▶ _TEXT EXCERPT_:

> An example is the "neon" package.  Currently we are using neon24, but
> in the recent past we used neon23 (and many earlier ones).  If you have
> neon24 installed and link with -lneon, you will be linked to the
> v. 24 of the neon lib because of a symlink from libneon.dylib to
> libneon.24.dylib.  On the other hand, if you have neon23 installed
> and link with -lneon you get v. 23 because of a symlink in that package
> from libneon.dylib to libneon.23.dylib.
> 
> For this reason, you have to be able to remove neon24 and replace it with
> neon23, or vice versa.  BUT, if other things are allowed to depend on
> this package, then the removal will not be possible: you can only
> remove something using fink (or dpkg) if nothing else depends on it.

▶ _RAW RECORDS_:
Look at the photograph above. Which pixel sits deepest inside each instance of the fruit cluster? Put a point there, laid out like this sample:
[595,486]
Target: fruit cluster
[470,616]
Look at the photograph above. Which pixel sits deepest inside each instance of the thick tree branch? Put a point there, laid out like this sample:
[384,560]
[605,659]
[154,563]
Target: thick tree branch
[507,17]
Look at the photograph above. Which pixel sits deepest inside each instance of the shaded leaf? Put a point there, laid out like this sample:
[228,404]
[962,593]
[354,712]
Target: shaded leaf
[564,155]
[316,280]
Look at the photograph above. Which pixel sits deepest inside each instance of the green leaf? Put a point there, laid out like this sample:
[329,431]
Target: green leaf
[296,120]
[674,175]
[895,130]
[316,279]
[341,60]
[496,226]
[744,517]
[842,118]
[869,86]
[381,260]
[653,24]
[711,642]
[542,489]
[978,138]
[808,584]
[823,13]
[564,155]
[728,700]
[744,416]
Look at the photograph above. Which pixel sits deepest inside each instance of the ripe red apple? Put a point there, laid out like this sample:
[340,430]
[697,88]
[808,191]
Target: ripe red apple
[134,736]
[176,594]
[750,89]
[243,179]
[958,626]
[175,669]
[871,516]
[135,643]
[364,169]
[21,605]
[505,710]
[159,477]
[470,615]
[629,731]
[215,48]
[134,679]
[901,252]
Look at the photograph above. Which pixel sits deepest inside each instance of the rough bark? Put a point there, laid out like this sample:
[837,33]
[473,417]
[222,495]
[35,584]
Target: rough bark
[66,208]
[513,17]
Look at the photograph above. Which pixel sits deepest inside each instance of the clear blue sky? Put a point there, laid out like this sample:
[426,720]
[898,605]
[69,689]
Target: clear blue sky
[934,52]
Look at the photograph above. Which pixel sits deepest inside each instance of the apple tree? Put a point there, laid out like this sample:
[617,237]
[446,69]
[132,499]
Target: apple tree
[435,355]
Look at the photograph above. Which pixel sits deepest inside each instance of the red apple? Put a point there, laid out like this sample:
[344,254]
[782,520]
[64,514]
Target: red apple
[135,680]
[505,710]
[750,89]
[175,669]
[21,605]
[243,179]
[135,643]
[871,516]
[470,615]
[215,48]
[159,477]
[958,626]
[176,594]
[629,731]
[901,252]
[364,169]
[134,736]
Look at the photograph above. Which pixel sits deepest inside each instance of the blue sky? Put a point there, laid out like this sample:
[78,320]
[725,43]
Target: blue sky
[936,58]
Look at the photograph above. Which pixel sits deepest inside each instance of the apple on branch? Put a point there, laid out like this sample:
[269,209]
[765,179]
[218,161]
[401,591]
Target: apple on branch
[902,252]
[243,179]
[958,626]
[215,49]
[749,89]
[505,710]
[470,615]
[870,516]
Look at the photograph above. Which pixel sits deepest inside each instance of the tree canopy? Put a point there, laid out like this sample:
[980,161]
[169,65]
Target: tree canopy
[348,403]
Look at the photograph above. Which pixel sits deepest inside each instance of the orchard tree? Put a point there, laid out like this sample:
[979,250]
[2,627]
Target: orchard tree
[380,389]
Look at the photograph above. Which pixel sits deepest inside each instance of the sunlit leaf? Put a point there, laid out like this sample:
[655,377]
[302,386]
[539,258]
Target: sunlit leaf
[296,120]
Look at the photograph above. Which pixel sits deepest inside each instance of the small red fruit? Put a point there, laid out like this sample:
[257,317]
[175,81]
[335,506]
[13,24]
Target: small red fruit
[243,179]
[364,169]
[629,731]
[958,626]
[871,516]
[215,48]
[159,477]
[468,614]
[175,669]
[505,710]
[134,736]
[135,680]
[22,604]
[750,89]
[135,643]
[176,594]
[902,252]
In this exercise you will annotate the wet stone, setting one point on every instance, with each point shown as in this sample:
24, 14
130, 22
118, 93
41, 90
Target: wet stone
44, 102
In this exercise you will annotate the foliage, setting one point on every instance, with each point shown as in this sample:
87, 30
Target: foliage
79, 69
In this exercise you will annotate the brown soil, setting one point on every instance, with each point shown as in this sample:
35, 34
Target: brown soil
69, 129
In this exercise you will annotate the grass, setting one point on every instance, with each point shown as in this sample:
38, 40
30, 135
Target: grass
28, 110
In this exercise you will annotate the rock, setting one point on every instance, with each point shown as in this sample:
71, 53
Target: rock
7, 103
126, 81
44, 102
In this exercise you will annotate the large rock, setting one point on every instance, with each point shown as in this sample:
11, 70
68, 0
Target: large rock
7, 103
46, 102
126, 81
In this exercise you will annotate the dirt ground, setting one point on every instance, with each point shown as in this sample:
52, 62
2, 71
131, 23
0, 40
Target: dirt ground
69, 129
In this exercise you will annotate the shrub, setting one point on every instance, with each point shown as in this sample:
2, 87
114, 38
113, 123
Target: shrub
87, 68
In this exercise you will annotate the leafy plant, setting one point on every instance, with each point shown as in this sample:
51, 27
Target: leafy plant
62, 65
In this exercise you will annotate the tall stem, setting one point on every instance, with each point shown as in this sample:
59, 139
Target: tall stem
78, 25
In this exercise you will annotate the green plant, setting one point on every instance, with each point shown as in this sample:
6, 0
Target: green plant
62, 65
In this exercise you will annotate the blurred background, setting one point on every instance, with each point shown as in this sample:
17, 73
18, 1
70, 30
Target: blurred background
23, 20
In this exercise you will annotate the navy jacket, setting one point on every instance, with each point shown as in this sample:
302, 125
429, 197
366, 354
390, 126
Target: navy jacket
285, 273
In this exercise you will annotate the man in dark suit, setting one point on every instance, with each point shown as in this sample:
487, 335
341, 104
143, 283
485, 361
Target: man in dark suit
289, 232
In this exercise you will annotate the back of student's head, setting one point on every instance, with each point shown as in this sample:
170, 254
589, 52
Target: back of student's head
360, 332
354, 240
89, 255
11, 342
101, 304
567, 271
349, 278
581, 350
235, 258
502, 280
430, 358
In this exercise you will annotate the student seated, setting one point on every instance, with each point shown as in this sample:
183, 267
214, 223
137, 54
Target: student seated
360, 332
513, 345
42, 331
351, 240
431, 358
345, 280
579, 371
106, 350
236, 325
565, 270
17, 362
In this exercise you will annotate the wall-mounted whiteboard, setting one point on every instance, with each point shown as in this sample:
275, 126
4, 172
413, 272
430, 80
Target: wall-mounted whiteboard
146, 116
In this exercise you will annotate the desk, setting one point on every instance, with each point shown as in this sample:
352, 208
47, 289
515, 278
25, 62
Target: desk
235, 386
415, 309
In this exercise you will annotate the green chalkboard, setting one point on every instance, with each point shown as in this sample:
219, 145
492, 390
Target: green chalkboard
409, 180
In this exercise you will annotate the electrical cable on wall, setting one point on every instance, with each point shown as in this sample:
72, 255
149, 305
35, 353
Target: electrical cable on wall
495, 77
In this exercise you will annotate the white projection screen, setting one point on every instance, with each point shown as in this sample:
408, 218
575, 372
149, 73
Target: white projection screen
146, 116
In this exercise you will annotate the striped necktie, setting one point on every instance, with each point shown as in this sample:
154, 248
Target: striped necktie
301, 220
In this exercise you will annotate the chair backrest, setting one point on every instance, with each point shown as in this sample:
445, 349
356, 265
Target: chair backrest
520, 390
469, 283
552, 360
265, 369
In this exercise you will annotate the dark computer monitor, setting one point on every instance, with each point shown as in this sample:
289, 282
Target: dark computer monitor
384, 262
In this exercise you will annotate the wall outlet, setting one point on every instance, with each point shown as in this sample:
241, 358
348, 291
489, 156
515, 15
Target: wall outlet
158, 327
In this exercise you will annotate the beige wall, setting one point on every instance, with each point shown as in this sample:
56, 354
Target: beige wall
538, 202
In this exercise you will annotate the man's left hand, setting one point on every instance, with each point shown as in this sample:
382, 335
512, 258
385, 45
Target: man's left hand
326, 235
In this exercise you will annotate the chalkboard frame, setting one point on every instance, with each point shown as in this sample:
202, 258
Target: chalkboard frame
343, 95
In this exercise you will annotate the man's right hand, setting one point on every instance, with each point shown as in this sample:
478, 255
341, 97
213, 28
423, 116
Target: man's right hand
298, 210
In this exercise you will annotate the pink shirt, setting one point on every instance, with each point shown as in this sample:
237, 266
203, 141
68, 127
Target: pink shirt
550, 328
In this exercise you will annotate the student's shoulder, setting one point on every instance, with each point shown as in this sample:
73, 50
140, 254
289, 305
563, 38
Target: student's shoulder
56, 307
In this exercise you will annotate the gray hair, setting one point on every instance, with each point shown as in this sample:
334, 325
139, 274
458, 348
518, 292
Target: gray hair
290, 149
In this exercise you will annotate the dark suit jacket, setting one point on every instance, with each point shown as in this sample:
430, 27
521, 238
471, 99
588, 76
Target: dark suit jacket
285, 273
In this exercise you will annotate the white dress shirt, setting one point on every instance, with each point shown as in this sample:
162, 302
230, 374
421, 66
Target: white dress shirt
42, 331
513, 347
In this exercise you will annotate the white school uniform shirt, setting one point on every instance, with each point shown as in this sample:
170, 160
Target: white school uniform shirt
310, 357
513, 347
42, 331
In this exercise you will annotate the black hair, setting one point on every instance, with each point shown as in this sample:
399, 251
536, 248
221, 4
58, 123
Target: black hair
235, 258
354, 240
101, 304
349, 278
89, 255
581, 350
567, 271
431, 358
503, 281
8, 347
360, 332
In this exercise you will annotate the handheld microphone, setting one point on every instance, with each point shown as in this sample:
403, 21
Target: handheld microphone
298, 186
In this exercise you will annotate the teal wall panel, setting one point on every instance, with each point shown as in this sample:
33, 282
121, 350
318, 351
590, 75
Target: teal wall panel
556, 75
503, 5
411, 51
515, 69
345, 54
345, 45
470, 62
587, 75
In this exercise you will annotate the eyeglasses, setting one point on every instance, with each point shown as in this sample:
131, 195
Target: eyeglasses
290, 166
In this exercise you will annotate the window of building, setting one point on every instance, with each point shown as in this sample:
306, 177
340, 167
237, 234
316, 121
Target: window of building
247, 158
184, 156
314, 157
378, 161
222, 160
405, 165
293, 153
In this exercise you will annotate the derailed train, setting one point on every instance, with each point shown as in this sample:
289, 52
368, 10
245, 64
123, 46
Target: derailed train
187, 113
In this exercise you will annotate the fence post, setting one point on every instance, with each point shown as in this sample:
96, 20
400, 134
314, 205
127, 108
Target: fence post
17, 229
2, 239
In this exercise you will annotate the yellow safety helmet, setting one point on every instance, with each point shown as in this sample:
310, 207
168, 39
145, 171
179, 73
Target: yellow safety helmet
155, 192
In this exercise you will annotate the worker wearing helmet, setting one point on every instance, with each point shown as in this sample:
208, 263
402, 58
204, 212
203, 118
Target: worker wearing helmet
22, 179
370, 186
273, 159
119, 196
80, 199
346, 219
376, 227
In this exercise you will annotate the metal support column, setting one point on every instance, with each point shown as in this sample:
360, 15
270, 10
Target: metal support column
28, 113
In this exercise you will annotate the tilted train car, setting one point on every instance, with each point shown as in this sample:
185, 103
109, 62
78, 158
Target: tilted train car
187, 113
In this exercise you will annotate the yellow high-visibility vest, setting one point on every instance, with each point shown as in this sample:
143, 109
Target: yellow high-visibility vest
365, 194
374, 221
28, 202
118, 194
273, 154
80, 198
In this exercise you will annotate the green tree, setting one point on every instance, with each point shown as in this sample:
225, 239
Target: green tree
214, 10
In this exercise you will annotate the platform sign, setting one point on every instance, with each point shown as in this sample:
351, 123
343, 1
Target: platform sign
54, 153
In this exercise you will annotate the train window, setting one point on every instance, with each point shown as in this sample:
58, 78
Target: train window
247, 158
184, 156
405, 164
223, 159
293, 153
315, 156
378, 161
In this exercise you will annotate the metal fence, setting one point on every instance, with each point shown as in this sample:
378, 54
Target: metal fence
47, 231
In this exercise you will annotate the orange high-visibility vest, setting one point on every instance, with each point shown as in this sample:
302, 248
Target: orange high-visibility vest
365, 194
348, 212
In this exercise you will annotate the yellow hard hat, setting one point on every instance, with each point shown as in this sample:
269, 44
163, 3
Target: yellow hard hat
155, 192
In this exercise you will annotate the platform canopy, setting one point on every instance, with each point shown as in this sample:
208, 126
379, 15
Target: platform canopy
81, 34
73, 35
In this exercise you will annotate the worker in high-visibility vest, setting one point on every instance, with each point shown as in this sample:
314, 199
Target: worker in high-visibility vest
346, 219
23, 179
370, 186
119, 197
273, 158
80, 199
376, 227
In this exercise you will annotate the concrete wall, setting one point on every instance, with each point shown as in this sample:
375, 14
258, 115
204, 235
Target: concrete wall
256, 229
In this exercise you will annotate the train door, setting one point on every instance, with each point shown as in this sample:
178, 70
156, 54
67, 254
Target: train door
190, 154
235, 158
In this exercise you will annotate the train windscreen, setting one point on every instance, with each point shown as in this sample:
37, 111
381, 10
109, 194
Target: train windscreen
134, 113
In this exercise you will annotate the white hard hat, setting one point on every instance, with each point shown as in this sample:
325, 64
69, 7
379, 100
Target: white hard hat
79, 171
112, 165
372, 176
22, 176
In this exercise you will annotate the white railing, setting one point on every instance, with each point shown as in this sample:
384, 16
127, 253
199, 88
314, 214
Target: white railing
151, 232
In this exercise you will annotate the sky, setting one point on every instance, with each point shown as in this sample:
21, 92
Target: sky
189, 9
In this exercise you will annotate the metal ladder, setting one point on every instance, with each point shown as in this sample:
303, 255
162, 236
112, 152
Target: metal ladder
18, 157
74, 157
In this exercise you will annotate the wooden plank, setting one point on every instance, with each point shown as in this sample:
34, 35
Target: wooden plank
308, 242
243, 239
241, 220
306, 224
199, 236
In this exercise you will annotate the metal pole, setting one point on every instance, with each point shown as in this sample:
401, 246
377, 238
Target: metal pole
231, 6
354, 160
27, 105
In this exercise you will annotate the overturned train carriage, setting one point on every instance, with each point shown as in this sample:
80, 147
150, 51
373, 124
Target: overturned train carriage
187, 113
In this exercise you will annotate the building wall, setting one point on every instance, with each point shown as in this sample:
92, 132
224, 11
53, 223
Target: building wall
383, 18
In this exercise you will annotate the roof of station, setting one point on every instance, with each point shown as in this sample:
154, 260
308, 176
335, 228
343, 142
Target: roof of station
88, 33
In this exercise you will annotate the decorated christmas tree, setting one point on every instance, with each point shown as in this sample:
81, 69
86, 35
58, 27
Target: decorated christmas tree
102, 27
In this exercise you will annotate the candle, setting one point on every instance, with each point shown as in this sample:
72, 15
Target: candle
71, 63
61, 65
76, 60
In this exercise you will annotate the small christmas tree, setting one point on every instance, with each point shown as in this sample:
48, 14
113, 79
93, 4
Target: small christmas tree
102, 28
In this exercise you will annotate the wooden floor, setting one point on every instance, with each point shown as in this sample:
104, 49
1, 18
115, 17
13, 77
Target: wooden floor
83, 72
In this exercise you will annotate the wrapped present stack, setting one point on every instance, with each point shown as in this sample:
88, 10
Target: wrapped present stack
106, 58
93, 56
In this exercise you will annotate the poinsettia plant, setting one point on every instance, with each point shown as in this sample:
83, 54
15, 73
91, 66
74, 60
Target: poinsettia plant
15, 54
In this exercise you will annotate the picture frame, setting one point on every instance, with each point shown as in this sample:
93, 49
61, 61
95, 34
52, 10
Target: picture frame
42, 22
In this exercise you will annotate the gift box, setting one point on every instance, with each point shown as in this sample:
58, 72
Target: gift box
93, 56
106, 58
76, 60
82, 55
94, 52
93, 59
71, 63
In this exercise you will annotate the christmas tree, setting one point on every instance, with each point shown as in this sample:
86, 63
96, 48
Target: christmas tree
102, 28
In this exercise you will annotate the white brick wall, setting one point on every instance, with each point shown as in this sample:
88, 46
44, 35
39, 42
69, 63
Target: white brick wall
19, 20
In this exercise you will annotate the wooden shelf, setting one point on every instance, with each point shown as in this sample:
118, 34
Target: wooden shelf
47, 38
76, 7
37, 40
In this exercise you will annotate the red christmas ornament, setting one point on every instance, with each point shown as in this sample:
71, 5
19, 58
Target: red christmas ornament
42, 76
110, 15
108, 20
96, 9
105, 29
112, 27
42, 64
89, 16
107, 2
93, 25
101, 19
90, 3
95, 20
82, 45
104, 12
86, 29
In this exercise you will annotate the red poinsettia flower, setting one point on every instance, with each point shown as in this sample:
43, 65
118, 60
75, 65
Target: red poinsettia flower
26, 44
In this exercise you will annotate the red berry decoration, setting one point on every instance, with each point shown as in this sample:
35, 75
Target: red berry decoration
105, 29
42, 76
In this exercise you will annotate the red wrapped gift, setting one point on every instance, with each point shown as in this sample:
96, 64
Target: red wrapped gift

▶ _SHORT TASK 1_:
According to the passage on the neon package, why might it become impossible to swap neon24 for neon23? Explain in one to three sentences.
▶ _SHORT TASK 2_:
Continue the passage on the neon package from the point where it stops.

▶ _RESULT 1_:
If other packages are allowed to depend on the neon package, it cannot be removed, because fink (or dpkg) will only remove something when nothing else depends on it. Swapping versions requires removing one version so the other can take its place.

▶ _RESULT 2_:
Let A a library depending on neon. If A-shlibs and A-dev has been built
with neon23, A-dev and neon24 should not be installed at the same
time. If both were installed, binary inconsistency happens:

gcc -o B B.o -lA -lneon

If B did not directly refer any neon's symbols,

gcc -o B B.o -lA -lneon

would work. But GNU libtool's dependency resolution breaks this. GNU
libtool knows A depends on neon from libA.la and appends -lneon.

glibtool gcc -o B B.lo -lA
-> gcc -o B B.o -lA -lneon

Only way to avoid this problem is to disallow A-dev and neon24 to
coexist. A-dev should Conflict with neon24 or Depend on neon23.

As you wrote it breaks fink build anything-using-neon24. I suggest
AllowRemovalOnBuild flag to let fink remove conflicting packages such
as A-dev.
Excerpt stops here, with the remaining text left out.